- [AIM] Pick out each line in the listing below that contains the word "post", and copy those lines in full.

====================

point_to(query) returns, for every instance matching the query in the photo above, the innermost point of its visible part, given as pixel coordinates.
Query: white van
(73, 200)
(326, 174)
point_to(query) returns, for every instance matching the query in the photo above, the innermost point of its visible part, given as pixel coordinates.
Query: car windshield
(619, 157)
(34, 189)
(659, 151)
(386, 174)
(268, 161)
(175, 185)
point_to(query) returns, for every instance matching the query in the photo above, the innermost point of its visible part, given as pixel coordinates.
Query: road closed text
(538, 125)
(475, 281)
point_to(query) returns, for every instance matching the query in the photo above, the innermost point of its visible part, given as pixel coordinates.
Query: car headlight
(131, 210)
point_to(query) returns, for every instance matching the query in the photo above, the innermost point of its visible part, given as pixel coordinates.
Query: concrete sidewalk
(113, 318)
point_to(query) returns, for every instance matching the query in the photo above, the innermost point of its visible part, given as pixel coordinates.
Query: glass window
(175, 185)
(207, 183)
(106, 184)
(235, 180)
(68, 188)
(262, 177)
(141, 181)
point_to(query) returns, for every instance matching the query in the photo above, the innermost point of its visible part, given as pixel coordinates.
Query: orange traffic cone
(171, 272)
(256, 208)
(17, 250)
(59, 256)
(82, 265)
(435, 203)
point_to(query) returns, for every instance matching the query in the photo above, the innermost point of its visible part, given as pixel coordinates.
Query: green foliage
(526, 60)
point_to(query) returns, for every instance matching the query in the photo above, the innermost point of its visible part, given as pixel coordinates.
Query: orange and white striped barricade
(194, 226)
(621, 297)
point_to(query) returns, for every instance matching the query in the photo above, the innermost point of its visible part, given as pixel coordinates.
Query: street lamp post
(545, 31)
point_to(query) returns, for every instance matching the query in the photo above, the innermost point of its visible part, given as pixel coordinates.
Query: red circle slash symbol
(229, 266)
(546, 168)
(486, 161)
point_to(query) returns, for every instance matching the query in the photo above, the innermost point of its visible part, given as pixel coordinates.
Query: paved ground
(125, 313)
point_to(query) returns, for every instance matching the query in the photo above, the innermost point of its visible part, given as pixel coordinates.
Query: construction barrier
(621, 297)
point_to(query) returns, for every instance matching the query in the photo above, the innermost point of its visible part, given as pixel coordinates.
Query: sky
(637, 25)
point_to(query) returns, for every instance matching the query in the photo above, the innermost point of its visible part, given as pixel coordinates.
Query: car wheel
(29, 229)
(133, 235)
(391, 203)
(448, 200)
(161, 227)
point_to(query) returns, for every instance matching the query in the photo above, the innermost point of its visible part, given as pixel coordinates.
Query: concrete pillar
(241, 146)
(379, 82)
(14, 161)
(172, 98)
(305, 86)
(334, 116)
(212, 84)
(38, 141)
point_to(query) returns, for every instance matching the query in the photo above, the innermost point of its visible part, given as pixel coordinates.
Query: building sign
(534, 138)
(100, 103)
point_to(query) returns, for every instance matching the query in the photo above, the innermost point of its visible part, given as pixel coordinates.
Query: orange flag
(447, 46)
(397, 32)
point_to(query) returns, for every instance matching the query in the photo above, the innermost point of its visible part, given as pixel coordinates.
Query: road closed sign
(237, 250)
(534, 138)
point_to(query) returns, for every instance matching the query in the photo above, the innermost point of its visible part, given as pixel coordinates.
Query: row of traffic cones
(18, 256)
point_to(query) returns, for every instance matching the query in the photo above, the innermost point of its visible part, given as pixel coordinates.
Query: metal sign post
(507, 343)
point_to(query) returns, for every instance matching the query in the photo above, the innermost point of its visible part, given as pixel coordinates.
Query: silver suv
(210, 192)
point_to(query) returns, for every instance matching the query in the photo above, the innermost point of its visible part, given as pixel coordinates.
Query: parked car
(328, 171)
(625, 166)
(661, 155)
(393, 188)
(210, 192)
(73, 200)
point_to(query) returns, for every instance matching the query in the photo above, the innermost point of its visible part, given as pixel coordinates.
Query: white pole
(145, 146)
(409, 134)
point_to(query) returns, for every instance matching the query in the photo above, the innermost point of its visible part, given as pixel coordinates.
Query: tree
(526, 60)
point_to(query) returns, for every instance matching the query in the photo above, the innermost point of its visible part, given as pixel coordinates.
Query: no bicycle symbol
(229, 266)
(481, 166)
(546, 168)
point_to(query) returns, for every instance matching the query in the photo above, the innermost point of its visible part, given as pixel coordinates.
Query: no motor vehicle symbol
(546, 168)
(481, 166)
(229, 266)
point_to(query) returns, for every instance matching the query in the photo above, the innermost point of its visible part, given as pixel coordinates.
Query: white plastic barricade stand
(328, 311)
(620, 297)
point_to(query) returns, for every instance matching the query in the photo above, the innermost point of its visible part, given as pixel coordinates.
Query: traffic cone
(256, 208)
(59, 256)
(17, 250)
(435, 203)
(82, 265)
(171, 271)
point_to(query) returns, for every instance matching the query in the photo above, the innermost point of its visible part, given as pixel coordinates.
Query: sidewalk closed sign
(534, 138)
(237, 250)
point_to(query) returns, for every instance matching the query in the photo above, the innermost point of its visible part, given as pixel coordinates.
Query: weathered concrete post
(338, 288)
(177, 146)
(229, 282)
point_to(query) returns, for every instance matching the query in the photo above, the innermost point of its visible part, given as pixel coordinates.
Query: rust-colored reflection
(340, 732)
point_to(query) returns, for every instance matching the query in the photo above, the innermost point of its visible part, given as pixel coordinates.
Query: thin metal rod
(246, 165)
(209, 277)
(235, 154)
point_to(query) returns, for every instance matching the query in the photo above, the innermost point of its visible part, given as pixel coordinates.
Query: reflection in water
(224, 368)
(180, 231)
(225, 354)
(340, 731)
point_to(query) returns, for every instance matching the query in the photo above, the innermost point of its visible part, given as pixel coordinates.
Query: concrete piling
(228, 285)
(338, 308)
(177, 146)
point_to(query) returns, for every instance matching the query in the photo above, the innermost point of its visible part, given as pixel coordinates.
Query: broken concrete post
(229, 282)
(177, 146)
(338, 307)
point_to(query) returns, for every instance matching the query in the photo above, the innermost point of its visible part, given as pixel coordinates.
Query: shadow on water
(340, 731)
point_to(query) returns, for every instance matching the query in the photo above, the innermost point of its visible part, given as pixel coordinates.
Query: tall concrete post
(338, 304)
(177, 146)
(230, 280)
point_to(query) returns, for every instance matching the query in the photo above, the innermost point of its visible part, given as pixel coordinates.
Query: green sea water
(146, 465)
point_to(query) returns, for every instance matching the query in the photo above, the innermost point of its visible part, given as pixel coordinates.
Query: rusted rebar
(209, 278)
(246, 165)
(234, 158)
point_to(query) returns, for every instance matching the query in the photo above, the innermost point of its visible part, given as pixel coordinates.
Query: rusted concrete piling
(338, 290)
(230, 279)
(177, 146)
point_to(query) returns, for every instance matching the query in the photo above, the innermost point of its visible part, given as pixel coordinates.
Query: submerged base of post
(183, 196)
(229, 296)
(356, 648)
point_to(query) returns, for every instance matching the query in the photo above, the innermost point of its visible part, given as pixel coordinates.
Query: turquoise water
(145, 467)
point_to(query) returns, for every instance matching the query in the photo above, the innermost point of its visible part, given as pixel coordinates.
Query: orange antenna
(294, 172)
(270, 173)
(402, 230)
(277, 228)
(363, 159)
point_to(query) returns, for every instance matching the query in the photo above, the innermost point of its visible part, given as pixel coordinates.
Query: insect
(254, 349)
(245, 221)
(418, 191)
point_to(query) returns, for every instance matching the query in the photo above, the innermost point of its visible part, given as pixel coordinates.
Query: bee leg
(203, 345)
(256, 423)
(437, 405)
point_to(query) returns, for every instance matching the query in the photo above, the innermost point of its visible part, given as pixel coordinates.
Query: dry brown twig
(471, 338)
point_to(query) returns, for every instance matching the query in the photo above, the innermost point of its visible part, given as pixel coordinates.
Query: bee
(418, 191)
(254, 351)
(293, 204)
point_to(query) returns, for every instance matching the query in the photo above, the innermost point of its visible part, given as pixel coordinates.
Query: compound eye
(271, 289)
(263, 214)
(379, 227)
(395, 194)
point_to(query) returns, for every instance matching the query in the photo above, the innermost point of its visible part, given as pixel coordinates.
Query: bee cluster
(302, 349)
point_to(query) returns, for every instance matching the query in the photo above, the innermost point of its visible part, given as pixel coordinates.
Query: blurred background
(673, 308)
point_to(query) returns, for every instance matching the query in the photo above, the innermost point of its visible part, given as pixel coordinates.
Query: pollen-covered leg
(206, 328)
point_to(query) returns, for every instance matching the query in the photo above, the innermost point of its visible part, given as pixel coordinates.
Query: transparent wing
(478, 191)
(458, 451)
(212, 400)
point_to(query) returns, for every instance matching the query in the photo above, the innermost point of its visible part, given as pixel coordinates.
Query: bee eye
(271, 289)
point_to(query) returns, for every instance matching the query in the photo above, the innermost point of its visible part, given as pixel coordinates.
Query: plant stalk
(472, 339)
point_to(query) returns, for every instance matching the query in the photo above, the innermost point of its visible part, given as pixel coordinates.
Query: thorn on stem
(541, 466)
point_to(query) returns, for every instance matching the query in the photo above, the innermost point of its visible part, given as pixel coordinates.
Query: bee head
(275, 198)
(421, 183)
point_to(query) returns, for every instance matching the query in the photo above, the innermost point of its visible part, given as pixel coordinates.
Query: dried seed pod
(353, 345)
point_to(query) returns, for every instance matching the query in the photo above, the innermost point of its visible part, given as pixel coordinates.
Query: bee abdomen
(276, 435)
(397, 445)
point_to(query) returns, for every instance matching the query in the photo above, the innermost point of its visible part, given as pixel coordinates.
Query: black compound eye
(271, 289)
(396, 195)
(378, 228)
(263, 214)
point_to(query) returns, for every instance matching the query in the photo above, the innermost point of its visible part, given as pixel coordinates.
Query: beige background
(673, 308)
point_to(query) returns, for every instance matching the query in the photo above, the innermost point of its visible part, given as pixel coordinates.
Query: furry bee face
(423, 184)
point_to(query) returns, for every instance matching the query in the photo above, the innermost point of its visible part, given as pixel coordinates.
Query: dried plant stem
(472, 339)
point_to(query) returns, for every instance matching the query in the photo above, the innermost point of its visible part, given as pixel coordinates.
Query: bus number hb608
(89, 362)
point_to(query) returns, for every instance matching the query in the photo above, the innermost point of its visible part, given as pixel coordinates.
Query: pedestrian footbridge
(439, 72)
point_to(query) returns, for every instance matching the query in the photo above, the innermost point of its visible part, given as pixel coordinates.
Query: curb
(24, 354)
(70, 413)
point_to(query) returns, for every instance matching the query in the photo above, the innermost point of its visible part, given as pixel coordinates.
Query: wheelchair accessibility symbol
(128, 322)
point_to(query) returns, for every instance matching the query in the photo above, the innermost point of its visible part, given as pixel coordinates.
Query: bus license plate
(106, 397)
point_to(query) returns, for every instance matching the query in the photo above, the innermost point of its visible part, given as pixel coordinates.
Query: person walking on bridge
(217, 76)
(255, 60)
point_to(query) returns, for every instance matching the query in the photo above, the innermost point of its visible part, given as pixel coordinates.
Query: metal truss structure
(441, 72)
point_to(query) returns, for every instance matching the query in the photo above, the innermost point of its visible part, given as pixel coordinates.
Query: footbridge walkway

====================

- [FULL SOLUTION]
Query: street lamp post
Query: metal sign post
Query: weathered concrete post
Query: broken concrete post
Query: tall concrete post
Query: submerged base of post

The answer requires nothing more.